*DIRECTIONS*. Faithfully return all lines, omitting every embedded picture.
# # # #
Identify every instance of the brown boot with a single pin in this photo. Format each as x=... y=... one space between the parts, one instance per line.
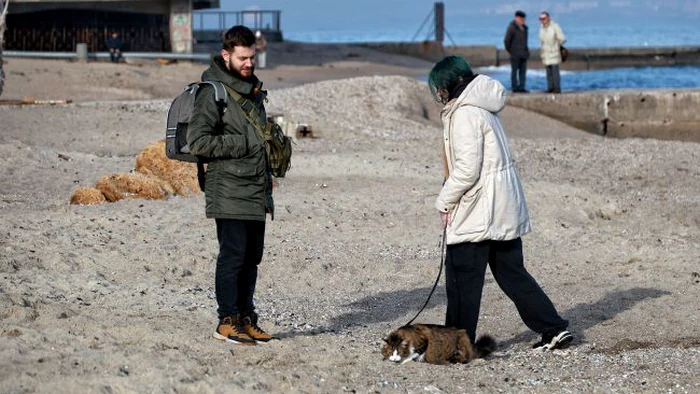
x=250 y=326
x=231 y=330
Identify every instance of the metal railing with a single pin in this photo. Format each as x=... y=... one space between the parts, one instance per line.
x=105 y=55
x=267 y=20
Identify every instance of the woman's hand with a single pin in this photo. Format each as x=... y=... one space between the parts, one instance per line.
x=446 y=219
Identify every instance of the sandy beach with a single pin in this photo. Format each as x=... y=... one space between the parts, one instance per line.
x=119 y=297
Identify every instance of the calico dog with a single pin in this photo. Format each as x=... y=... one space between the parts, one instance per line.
x=434 y=344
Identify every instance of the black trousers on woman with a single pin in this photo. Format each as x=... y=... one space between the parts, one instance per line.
x=240 y=252
x=465 y=267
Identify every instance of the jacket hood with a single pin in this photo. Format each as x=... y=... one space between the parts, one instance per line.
x=483 y=92
x=217 y=71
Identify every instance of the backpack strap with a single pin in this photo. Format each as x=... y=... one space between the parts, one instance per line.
x=220 y=96
x=249 y=109
x=221 y=99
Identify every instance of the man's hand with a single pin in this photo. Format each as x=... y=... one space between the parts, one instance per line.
x=446 y=219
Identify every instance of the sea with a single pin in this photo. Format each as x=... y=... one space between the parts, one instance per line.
x=578 y=36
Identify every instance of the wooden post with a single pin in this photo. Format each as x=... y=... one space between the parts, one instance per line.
x=440 y=22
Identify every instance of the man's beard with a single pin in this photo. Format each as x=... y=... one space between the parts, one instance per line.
x=238 y=74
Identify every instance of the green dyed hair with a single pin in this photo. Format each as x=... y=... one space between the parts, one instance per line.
x=447 y=74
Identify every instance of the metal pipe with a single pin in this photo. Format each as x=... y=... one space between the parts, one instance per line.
x=105 y=55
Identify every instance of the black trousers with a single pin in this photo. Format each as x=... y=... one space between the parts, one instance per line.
x=465 y=267
x=518 y=74
x=553 y=79
x=240 y=252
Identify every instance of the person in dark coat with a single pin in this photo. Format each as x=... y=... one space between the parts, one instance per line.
x=238 y=186
x=516 y=44
x=114 y=46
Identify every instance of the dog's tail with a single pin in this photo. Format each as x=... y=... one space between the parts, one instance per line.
x=484 y=346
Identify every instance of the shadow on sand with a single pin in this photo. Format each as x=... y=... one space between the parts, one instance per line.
x=390 y=306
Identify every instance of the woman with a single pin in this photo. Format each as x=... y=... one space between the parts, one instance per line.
x=482 y=206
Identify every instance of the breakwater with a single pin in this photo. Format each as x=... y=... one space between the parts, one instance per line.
x=660 y=114
x=579 y=58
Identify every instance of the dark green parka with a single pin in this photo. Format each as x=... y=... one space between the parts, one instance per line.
x=238 y=183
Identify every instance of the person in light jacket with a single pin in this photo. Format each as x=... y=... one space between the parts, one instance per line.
x=482 y=206
x=551 y=40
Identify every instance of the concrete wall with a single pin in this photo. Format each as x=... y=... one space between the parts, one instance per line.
x=662 y=114
x=181 y=26
x=141 y=6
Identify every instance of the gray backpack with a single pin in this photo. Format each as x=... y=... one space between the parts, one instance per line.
x=179 y=114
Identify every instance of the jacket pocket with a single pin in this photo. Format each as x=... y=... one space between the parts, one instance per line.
x=470 y=215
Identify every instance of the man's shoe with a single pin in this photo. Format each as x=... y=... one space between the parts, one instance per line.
x=557 y=340
x=231 y=330
x=250 y=326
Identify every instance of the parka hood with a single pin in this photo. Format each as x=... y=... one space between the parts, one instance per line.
x=483 y=92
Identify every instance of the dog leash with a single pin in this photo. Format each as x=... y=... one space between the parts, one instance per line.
x=443 y=251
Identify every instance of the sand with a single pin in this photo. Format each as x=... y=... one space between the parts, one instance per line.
x=119 y=297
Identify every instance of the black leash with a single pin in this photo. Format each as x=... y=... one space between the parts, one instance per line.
x=443 y=250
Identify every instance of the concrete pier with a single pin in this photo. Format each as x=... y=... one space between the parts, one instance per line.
x=660 y=114
x=579 y=58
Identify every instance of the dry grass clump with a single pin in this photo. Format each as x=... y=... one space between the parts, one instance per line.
x=180 y=175
x=87 y=196
x=116 y=187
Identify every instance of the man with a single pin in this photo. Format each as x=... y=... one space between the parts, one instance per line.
x=238 y=185
x=516 y=45
x=551 y=40
x=114 y=46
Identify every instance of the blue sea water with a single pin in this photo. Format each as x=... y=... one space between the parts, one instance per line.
x=579 y=36
x=677 y=77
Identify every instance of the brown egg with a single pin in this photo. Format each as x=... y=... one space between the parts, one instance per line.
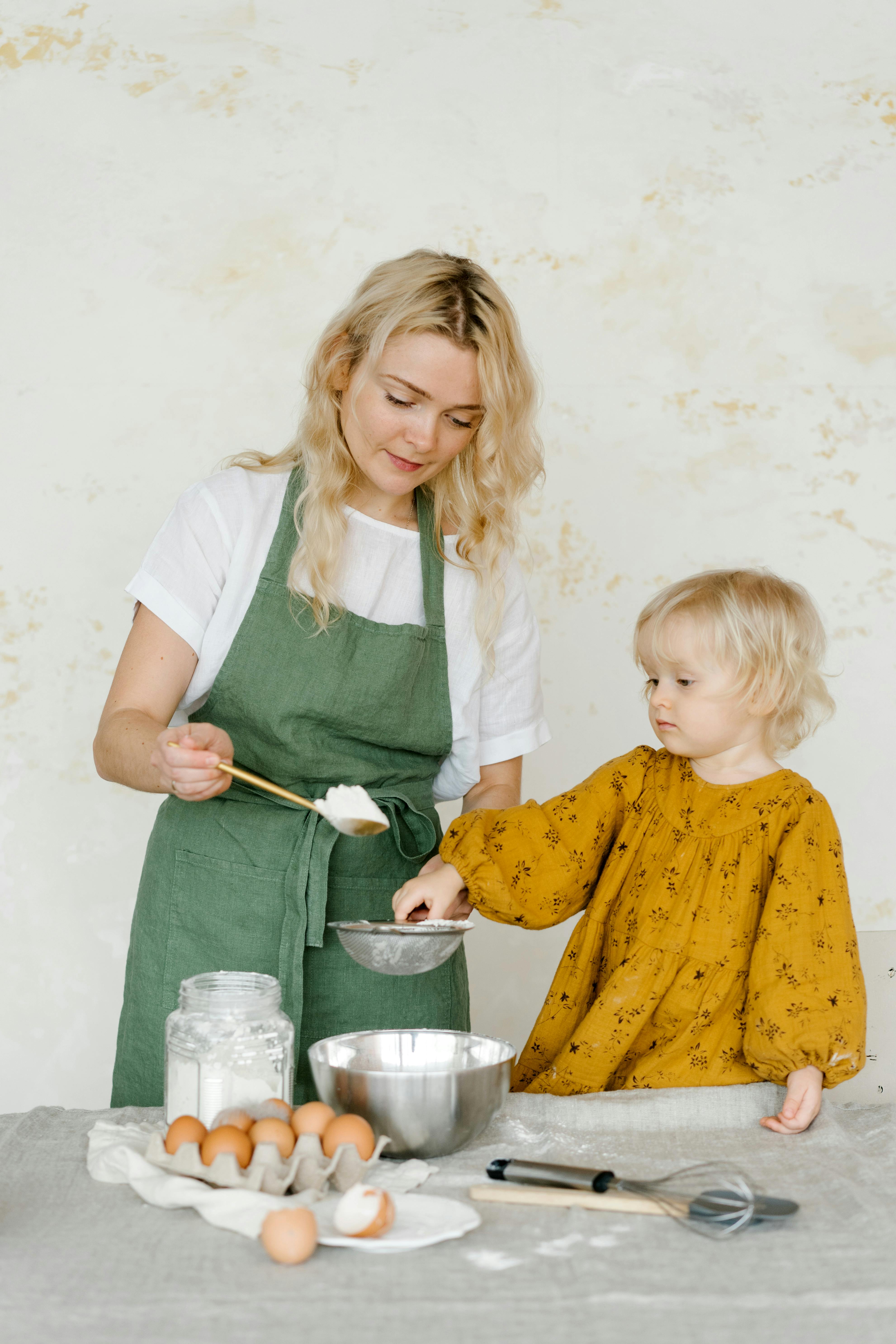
x=275 y=1107
x=186 y=1129
x=289 y=1236
x=226 y=1139
x=312 y=1119
x=350 y=1129
x=273 y=1132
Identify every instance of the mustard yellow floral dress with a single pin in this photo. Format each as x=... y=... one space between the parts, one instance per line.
x=718 y=945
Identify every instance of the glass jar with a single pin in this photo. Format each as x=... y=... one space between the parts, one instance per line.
x=228 y=1045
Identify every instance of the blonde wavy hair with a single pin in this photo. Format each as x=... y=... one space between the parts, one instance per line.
x=764 y=627
x=482 y=490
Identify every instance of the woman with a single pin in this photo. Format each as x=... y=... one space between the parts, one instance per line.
x=346 y=612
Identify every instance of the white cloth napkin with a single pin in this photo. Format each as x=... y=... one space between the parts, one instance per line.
x=116 y=1155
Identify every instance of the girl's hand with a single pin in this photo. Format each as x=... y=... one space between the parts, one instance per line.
x=437 y=893
x=801 y=1104
x=186 y=759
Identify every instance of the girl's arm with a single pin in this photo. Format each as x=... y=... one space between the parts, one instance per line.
x=805 y=992
x=132 y=744
x=438 y=893
x=530 y=866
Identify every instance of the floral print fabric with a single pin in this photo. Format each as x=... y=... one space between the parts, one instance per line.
x=718 y=944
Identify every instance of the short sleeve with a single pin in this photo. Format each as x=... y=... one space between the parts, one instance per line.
x=511 y=707
x=184 y=570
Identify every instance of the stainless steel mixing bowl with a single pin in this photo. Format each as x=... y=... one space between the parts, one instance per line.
x=432 y=1092
x=400 y=949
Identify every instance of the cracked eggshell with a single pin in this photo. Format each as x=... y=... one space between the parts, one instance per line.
x=365 y=1211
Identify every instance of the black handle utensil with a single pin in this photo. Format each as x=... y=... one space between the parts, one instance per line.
x=712 y=1211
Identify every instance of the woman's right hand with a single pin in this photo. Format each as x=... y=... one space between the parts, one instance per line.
x=187 y=757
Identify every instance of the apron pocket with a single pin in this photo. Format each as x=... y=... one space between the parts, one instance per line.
x=224 y=917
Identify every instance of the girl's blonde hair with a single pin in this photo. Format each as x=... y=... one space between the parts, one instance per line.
x=768 y=629
x=482 y=490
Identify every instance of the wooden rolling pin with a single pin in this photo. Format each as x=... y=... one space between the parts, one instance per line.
x=615 y=1202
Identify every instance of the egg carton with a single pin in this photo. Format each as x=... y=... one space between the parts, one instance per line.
x=305 y=1171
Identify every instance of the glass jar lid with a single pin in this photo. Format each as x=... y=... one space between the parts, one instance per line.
x=230 y=994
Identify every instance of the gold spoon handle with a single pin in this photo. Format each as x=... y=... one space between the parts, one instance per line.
x=248 y=777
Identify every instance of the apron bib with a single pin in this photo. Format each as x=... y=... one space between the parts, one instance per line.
x=246 y=881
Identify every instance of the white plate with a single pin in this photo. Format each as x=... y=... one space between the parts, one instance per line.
x=420 y=1221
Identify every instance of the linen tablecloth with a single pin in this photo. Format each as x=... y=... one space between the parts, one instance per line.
# # # #
*SOLUTION*.
Identify every instance of the brown boot with a single pin in this photo. Format each as x=... y=... one space between the parts, one instance per line.
x=250 y=326
x=231 y=330
Identify every instance of the metal railing with a single pin in this photo. Format each as x=... y=... one space between the parts, one instance per line.
x=105 y=55
x=267 y=20
Identify every instance of the woman's hand with a single pin in this photo. Format each as x=... y=... one space between the parts, one instance per line.
x=446 y=219
Identify every instance of the sandy beach with a single pin in this photo. Format each as x=... y=... one space between the parts, one instance per line.
x=119 y=297
Identify every instance of the calico dog with a single pin in this photo. Format each as x=... y=... one space between the parts, one instance per line.
x=434 y=344
Identify every instance of the black trousers on woman with a single pin in this photo. Format each as x=... y=... one space between the parts, one instance per line.
x=240 y=252
x=465 y=267
Identify every instance of the jacket hood with a single pin in this photo. Format each as x=... y=... one space between the parts, one instance per line.
x=483 y=92
x=217 y=71
Identify every instance of the backpack strap with a single pin in this photo. Format each as x=... y=... one space between the parts, one instance per line.
x=220 y=96
x=249 y=109
x=221 y=99
Identify every instance of the man's hand with a single pin in this photo. Format each as x=... y=... one space between the parts, one instance per line.
x=446 y=219
Identify every instance of the sea with a single pin in this photo. Format each as x=... y=... one space between the parts, one instance per line.
x=578 y=36
Identify every instance of the wooden post with a single pin in this photo. Format each as x=... y=... one space between the parts, one instance per line.
x=440 y=22
Identify every instance of the man's beard with a single pin in this photo. Format each as x=... y=... one space between the parts, one instance per line.
x=238 y=74
Identify every instance of the green dyed hair with a single pin in this photo. Format each as x=... y=... one space between the parts, one instance per line.
x=447 y=74
Identify every instance of the metal pipe with a single pin in this photo. Format each as x=... y=... one space between the parts, one instance per line.
x=105 y=55
Identify every instance of the black trousers with a single pin in this photo. Format each as x=... y=... one space between the parts, one instance per line.
x=465 y=267
x=518 y=74
x=553 y=79
x=240 y=252
Identify every instance of the person in dark coat with a single pin in this photo. Format each as x=... y=... one space between the parts, one instance per line.
x=238 y=186
x=516 y=44
x=114 y=46
Identify every instance of the dog's tail with a single pin in this photo. Format each as x=... y=... one space between the parts, one instance per line.
x=484 y=346
Identify every instance of the shadow on sand with a single pin in this photo. Format each as x=... y=... one space between the parts, one instance per line.
x=390 y=306
Identify every instance of the woman with a single pin in this photo. Format each as x=... y=... one space between the parts, one instance per line.
x=482 y=206
Identify every instance of the breakwater with a single pin in this photo. Format each as x=... y=... one space between the parts, one instance per line.
x=660 y=114
x=579 y=58
Identify every instance of the dark green parka with a single pin in this photo. Format each as x=... y=... one space between the parts, one instance per line.
x=238 y=183
Identify every instance of the person in light jacket with a single pin in this photo. Format each as x=... y=... one space between the parts, one instance per line.
x=482 y=206
x=551 y=40
Identify every instance of the concrete wall with a single pin in this photo. Format each as x=... y=... one space between the parts, one instance per line.
x=662 y=114
x=181 y=26
x=141 y=6
Identify every instance of the gray backpack with a single pin in this photo. Format each as x=... y=... one space between the parts, one instance per line.
x=179 y=114
Identify every instance of the jacket pocket with a single pin in this photo. Format each as x=... y=... one space between the parts, one instance per line.
x=470 y=215
Identify every instance of the man's shoe with a single pin in this photo. Format each as x=... y=... one space between the parts, one instance per line.
x=557 y=340
x=231 y=330
x=250 y=326
Identify every instance of the parka hood with a single pin in this photo. Format each as x=... y=... one space between the parts, one instance per line.
x=483 y=92
Identify every instance of the dog leash with a single pin in this photo. Format each as x=... y=... one space between the parts, one instance per line.
x=443 y=251
Identify every instance of the sand with a single pin in this photo. Format each as x=... y=... one space between the parts, one instance per line.
x=119 y=297
Identify every instance of the black leash with a single pin in this photo. Format each as x=... y=... one space between the parts, one instance per line.
x=443 y=250
Identify every instance of the concrete pier with a single pin in this photo. Format each as x=... y=... one space between the parts, one instance per line.
x=660 y=114
x=579 y=58
Identify every instance of the dry grass clump with a single pin in this photo. Format each as x=... y=... one space between the parts, one instance per line.
x=180 y=175
x=87 y=196
x=116 y=187
Identify every instance of the man with a single pin in this photo. Format each as x=... y=... one space between the parts, one instance per line.
x=238 y=185
x=516 y=45
x=551 y=40
x=114 y=46
Identify every instance of the blue sea water with a single pin in this photo. Format each as x=... y=... one space between the parts, one instance per line.
x=579 y=36
x=677 y=77
Identify every instance of the brown egg with a single pin in this photo. Format each as x=... y=... one space between the parts, one instance per line.
x=275 y=1107
x=186 y=1129
x=289 y=1236
x=226 y=1139
x=312 y=1119
x=350 y=1129
x=273 y=1132
Identify every instance of the mustard yellow floral dress with a single pin in this photo. Format each as x=... y=... one space between the parts, one instance per line.
x=718 y=945
Identify every instance of the glass jar with a single pin in this photo. Format each as x=... y=... one space between the parts, one instance per line.
x=228 y=1045
Identify every instance of the blonde wavy hair with a single pin in this photo. Format each as x=... y=... one space between the parts, one instance per line.
x=764 y=627
x=482 y=490
Identify every instance of the woman with a single pin in this photo. Format each as x=... y=... one space between the parts, one instance per line.
x=346 y=612
Identify every instance of the white cloth napkin with a single pin in this photo. Format each as x=... y=... one space between the parts, one instance per line.
x=116 y=1155
Identify every instance of the girl's hand with a single pin in this photo. Format each as x=... y=... one space between the parts, one instance per line.
x=437 y=893
x=801 y=1104
x=186 y=759
Identify every instance of the girl's arm with a single pin in this photo. Format each as x=... y=... one space between the parts, one instance per line.
x=805 y=992
x=132 y=744
x=438 y=893
x=530 y=866
Identify every instance of the floral print fabric with a single pin in this photo. Format each as x=... y=... one space between the parts, one instance per line.
x=718 y=944
Identify every instance of the short sleeve with a single pin in this photo. Format each as x=... y=... one space between the parts, one instance per line.
x=511 y=707
x=184 y=570
Identify every instance of the stainless steel mixing bowl with a single pin in this photo. Format each as x=... y=... one space between the parts, one instance per line.
x=432 y=1092
x=400 y=949
Identify every instance of the cracked eggshell with a single pin in this photo. Format each as x=... y=... one space between the parts, one instance per line.
x=365 y=1211
Identify every instance of the black handle utensil with a single pin in this photo. Format each as x=... y=... one space between the parts, one instance per line.
x=712 y=1211
Identify every instance of the woman's right hand with a single pin in this photo. Format each as x=... y=... one space between the parts, one instance per line.
x=187 y=757
Identify every instance of the apron pocket with a single pin in this photo. Format each as x=... y=... one space between the parts, one instance per line.
x=224 y=917
Identify every instance of the girl's blonde hair with a single pin in this photo. Format each as x=... y=... one space between the parts, one instance per line.
x=768 y=629
x=482 y=490
Identify every instance of the wooden rolling pin with a single pin in this photo. Format each as x=... y=... one space between the parts, one instance per line.
x=615 y=1202
Identify every instance of the egg carton with a single pin in this photo. Format each as x=... y=... one space between the parts, one instance per line.
x=305 y=1171
Identify every instance of the glass jar lid with a single pin in this photo. Format each as x=... y=... one space between the parts, one instance per line.
x=230 y=994
Identify every instance of the gold spoon handle with a single pin in this photo. Format each as x=... y=... one space between the parts, one instance per line.
x=248 y=777
Identify every instance of the apron bib with a single pin in this photo. Format each as x=... y=... one space between the parts, one instance per line.
x=246 y=881
Identify every instance of the white plate with a single pin in this photo. Format each as x=... y=... one space between the parts, one instance per line.
x=420 y=1221
Identify every instance of the linen tablecloth with a single pin in this photo. Format each as x=... y=... one space between the parts, one instance per line.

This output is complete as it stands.